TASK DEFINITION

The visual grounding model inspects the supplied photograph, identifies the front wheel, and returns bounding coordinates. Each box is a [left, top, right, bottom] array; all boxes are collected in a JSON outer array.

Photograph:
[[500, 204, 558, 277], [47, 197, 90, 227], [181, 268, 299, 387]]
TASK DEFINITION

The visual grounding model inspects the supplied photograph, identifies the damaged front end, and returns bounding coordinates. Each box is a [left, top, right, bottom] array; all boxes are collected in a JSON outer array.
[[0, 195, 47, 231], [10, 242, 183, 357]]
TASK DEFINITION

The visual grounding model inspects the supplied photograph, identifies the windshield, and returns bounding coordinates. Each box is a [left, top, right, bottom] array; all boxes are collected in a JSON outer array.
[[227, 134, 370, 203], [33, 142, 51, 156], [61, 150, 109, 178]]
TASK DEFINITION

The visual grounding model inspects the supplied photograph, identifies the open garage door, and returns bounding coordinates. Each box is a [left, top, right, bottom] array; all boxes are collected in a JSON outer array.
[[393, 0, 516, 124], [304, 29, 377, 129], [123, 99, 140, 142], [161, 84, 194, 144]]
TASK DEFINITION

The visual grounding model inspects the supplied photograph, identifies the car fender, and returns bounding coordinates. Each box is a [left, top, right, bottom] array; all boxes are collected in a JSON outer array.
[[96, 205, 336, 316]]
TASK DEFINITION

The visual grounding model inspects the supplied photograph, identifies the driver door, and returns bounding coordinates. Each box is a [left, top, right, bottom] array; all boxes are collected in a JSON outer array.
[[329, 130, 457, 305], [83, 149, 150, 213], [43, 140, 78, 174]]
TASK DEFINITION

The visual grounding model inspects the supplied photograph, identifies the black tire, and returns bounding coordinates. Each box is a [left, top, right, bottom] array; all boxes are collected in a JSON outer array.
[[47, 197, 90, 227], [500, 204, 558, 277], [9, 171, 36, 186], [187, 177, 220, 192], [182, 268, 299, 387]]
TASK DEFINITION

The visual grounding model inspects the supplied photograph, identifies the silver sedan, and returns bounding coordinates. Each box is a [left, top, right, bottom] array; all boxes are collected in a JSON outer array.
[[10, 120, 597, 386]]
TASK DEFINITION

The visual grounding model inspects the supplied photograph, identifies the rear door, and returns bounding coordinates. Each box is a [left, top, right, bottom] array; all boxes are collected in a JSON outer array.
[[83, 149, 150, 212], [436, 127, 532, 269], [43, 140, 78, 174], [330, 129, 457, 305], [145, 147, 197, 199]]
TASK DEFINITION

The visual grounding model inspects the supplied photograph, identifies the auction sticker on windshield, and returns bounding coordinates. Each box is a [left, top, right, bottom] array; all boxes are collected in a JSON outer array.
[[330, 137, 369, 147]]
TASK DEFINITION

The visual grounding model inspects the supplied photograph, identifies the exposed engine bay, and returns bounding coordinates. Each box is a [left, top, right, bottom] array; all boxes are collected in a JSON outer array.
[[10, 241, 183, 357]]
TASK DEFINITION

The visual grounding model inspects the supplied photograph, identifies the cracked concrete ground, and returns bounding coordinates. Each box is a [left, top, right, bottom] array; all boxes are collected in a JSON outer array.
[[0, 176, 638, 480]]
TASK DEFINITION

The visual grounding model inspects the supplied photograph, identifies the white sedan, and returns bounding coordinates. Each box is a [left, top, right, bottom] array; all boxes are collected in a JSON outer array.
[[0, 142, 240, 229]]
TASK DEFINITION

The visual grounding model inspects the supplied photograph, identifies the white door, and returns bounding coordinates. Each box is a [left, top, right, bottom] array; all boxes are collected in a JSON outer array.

--------------------------------------------------

| Task to complete |
Write out each entry again, character for character.

| Answer for the task |
TASK DEFINITION

The visual grounding model inspects the supplied photograph, identifies the front wheel, and returns bounding coordinates. Each box is a [left, top, right, bottom] array; all boxes are collected in a JSON outer array.

Photograph:
[[500, 204, 558, 277], [47, 197, 90, 227], [181, 268, 299, 387]]
TASK DEFINITION

The visual grounding model inspects the supplied photograph, identifies the damaged front end, and returns bounding coordinates. Each box is a [left, top, right, bottom] array; all boxes are collected in a JSON outer array.
[[0, 195, 47, 231], [10, 242, 183, 357]]
TASK DEFINITION

The visual grounding model inspects the supplied photograph, identifies the windshield, and returns bounding coordinates. Each box is a [left, top, right, bottom] array; all boxes are collected in a JSON outer array.
[[227, 134, 370, 203], [33, 142, 51, 156], [61, 150, 109, 178]]
TASK DEFINITION

The visual grounding model inspects the supplied photograph, identifies the open garage door, and returns bounding coordinates. Each box is a [left, top, right, bottom] array; all boxes are collected in a JSON outer array.
[[393, 0, 516, 124], [304, 29, 377, 129], [123, 99, 140, 142], [161, 84, 194, 144]]
TASK DEFINITION

The visual grounding model inspects the supplied photograph, identifies the car fender, and returns bounding coordinates. Each box is a [left, top, right, bottom] array; all boxes are collected in a JSON outer array.
[[96, 205, 336, 316]]
TASK DEFINITION

The visual grounding model inspects the supplied photograph, identifies the driver door, and returns bounding coordinates. Each box is a [left, top, right, bottom] array; all boxes are collected in a JSON outer array.
[[329, 130, 457, 305], [83, 149, 150, 213], [43, 140, 78, 174]]
TASK DEFINITION

The visual grounding model inspects the supplied photograph, identifies the black tire, and returns bounding coordinates. Each box is a [left, top, right, bottom] array; all boxes are collected in a JSON outer array.
[[47, 197, 90, 227], [500, 204, 558, 277], [9, 171, 36, 186], [187, 177, 220, 192], [182, 268, 299, 387]]
TASK DEFINITION

The visual grounding model inspects the supplied photograph, identifies the silver sedan, and returns bounding coordinates. Each box is a [left, top, right, bottom] array; all boxes are collected in a JSON outer array.
[[10, 120, 597, 386]]
TASK DEFINITION

The visual grounding model inspects the supplied photograph, identifies the rear door, and returns bounding coordinates. Each box is a [left, top, right, bottom] array; all boxes are collected in a JSON outer array.
[[83, 149, 150, 212], [436, 127, 532, 269], [43, 140, 78, 174], [330, 129, 457, 305], [145, 147, 197, 199]]
TASK DEFINITION

The visual grounding model inspects the supplied photograph, identifies the auction sticker on windshield, and returns bounding coordinates. Each box is a [left, top, right, bottom] array; all boxes are collected in a JSON outer array.
[[330, 137, 369, 147]]
TASK DEFINITION

The visual grounding model inspects the supplied photograph, identifies the exposed engine bay, and returns bounding coordinates. Each box is a [left, top, right, bottom] array; all boxes are collected in a JSON outer array.
[[10, 241, 183, 357]]
TASK DEFINITION

The visual grounding model inspects the supplied photograph, identifies the cracked concrete ground, and returns bounding coordinates. Each box is a [left, top, right, bottom] array; all boxes are collected in a JSON outer array.
[[0, 176, 638, 480]]
TASK DEFINITION

The visual grounding model inspects the supplied photograph, identifies the white sedan, and returns bounding coordinates. Each box is a [left, top, right, bottom] array; all boxes are collected in a JSON outer array.
[[0, 142, 240, 229]]
TASK DEFINITION

The visual grounding model inspects the supplied photograph, identifies the white door, and returns bounding coordinates. Each box is a [left, top, right, bottom] array; all boxes are collected in a JSON outer array.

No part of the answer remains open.